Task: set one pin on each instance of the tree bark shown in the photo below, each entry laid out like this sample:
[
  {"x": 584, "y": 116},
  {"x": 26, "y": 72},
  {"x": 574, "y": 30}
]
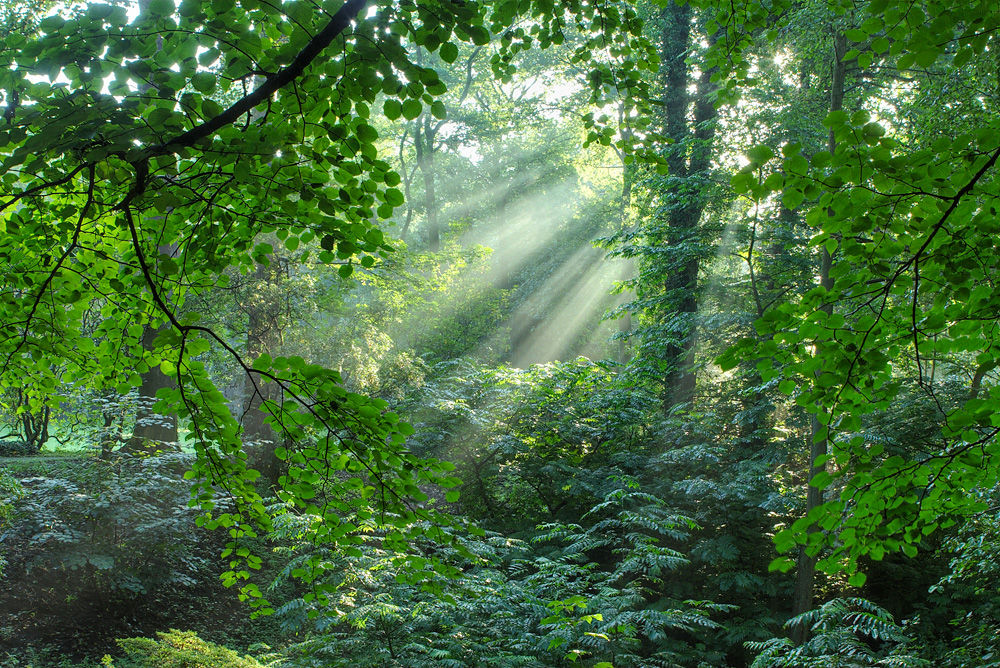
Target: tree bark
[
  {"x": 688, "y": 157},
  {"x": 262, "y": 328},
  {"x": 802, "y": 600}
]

---

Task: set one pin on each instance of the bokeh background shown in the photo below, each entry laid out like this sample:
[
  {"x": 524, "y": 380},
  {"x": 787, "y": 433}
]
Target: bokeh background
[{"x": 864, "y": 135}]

> [What the exercise asks]
Pull out every line of the items that contains the string "each". Match case exactly.

> [The result]
Task: set one pin on each instance of the tree bark shown in the photo below, each entry laid out like this sample:
Task: set one pin on each instance of the bokeh background shown in the photo below, each entry laid out like this sample:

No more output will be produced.